#### Stated problem:
Extract the listing line for line, starting at its first line and ending at the line containing "444 147 L 446", both inclusive. Leave the pictures out of the output.

________________

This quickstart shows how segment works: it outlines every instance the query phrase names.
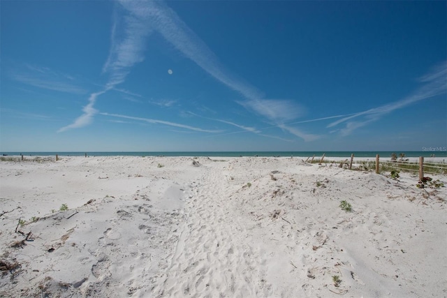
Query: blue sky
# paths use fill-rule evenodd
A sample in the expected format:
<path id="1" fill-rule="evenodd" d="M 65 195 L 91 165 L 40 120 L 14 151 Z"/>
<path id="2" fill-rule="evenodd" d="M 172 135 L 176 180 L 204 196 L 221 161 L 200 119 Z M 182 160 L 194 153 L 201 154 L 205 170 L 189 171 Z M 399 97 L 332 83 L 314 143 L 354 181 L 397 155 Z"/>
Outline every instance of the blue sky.
<path id="1" fill-rule="evenodd" d="M 444 147 L 446 3 L 1 1 L 0 151 Z"/>

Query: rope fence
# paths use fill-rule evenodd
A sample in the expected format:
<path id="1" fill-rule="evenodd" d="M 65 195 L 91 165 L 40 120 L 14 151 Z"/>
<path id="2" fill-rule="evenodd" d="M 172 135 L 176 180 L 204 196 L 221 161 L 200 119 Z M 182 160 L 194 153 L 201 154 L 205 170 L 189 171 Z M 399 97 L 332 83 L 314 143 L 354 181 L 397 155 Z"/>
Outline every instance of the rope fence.
<path id="1" fill-rule="evenodd" d="M 330 163 L 338 165 L 339 167 L 346 167 L 349 170 L 352 170 L 353 163 L 354 154 L 351 155 L 351 158 L 347 158 L 344 160 L 335 161 L 325 156 L 325 154 L 323 154 L 322 156 L 315 156 L 314 155 L 312 157 L 308 157 L 306 159 L 306 163 L 316 163 L 319 165 L 322 163 Z M 418 161 L 410 162 L 406 160 L 391 160 L 391 161 L 381 161 L 379 154 L 376 156 L 375 161 L 361 161 L 360 163 L 360 167 L 357 169 L 361 170 L 362 167 L 365 170 L 372 170 L 373 167 L 375 169 L 376 173 L 379 174 L 384 170 L 399 170 L 410 172 L 416 172 L 419 173 L 419 179 L 422 179 L 424 177 L 424 173 L 427 174 L 447 174 L 447 164 L 444 163 L 426 163 L 424 161 L 424 158 L 420 156 Z"/>

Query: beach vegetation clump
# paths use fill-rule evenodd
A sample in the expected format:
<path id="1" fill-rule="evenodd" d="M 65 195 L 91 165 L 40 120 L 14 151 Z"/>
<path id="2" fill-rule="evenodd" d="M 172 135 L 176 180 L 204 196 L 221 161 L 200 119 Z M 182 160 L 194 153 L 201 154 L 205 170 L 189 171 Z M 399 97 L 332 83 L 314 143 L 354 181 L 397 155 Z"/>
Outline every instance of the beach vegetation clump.
<path id="1" fill-rule="evenodd" d="M 342 208 L 342 210 L 346 211 L 346 212 L 352 211 L 352 206 L 344 200 L 340 202 L 339 207 Z"/>
<path id="2" fill-rule="evenodd" d="M 337 288 L 338 288 L 340 285 L 340 283 L 342 283 L 340 276 L 339 276 L 338 275 L 332 276 L 332 281 L 334 282 L 334 285 Z"/>
<path id="3" fill-rule="evenodd" d="M 66 204 L 62 204 L 61 207 L 59 209 L 59 211 L 67 211 L 68 210 L 68 206 Z"/>
<path id="4" fill-rule="evenodd" d="M 418 188 L 425 188 L 427 186 L 431 188 L 439 188 L 440 187 L 444 187 L 444 184 L 439 179 L 433 181 L 431 177 L 423 177 L 419 180 L 419 182 L 416 184 Z"/>
<path id="5" fill-rule="evenodd" d="M 391 178 L 397 180 L 400 176 L 399 176 L 399 171 L 397 170 L 392 170 L 390 172 Z"/>
<path id="6" fill-rule="evenodd" d="M 25 225 L 25 223 L 27 223 L 25 221 L 24 221 L 23 219 L 19 219 L 19 225 L 20 225 L 21 227 Z"/>
<path id="7" fill-rule="evenodd" d="M 397 161 L 397 154 L 394 152 L 391 154 L 391 161 L 393 163 Z"/>

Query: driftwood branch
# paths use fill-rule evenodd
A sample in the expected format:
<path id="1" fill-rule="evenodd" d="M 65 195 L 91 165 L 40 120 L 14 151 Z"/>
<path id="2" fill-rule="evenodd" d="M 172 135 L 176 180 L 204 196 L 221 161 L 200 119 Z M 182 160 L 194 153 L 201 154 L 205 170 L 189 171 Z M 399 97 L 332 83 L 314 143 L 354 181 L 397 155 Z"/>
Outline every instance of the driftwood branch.
<path id="1" fill-rule="evenodd" d="M 71 216 L 73 216 L 73 215 L 77 214 L 78 214 L 78 213 L 79 213 L 78 211 L 76 211 L 76 212 L 73 213 L 73 214 L 71 214 L 70 216 L 67 217 L 67 219 L 70 218 Z"/>
<path id="2" fill-rule="evenodd" d="M 13 211 L 14 210 L 16 210 L 17 209 L 20 209 L 20 207 L 17 207 L 13 209 L 13 210 L 10 211 L 3 211 L 3 212 L 0 213 L 0 216 L 3 216 L 3 215 L 6 214 L 7 213 L 11 213 L 12 211 Z"/>
<path id="3" fill-rule="evenodd" d="M 291 225 L 291 222 L 290 222 L 290 221 L 287 221 L 287 220 L 286 220 L 286 219 L 284 219 L 284 217 L 281 217 L 281 219 L 282 219 L 283 221 L 284 221 L 286 223 L 288 223 L 288 224 L 289 224 L 289 225 Z"/>

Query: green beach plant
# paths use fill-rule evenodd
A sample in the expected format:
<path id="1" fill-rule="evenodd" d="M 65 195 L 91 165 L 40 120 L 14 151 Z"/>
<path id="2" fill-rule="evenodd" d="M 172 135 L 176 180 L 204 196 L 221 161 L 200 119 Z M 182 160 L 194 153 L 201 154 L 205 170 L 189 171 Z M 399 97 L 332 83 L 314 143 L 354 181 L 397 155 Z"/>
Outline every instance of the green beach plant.
<path id="1" fill-rule="evenodd" d="M 339 276 L 338 275 L 332 276 L 332 281 L 334 282 L 334 285 L 337 288 L 338 288 L 340 285 L 340 283 L 342 283 L 340 276 Z"/>
<path id="2" fill-rule="evenodd" d="M 352 206 L 351 206 L 351 204 L 349 204 L 344 200 L 340 202 L 340 204 L 339 205 L 339 207 L 342 208 L 342 210 L 344 210 L 346 212 L 352 211 Z"/>
<path id="3" fill-rule="evenodd" d="M 59 209 L 59 211 L 67 211 L 68 210 L 68 206 L 66 204 L 62 204 L 61 207 Z"/>
<path id="4" fill-rule="evenodd" d="M 397 170 L 392 170 L 390 172 L 391 178 L 397 180 L 400 176 L 399 176 L 399 171 Z"/>

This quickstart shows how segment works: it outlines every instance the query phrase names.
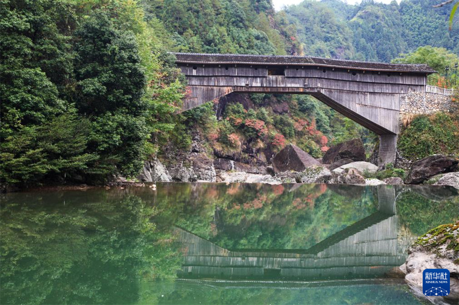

________________

#### Correct result:
This quickstart shows how segment works: it outlines every instance the query phrase names.
Query: blue sky
# paths use fill-rule evenodd
A sample in the expected format:
<path id="1" fill-rule="evenodd" d="M 65 195 L 91 165 L 40 120 L 14 151 Z"/>
<path id="2" fill-rule="evenodd" d="M 172 135 L 176 180 L 204 196 L 221 161 L 200 119 Z M 182 160 L 194 153 L 201 154 L 205 170 L 189 171 Z M 399 97 L 332 83 L 314 143 L 354 181 L 397 155 Z"/>
Outline every instance of the blue sky.
<path id="1" fill-rule="evenodd" d="M 444 147 L 446 3 L 1 1 L 0 151 Z"/>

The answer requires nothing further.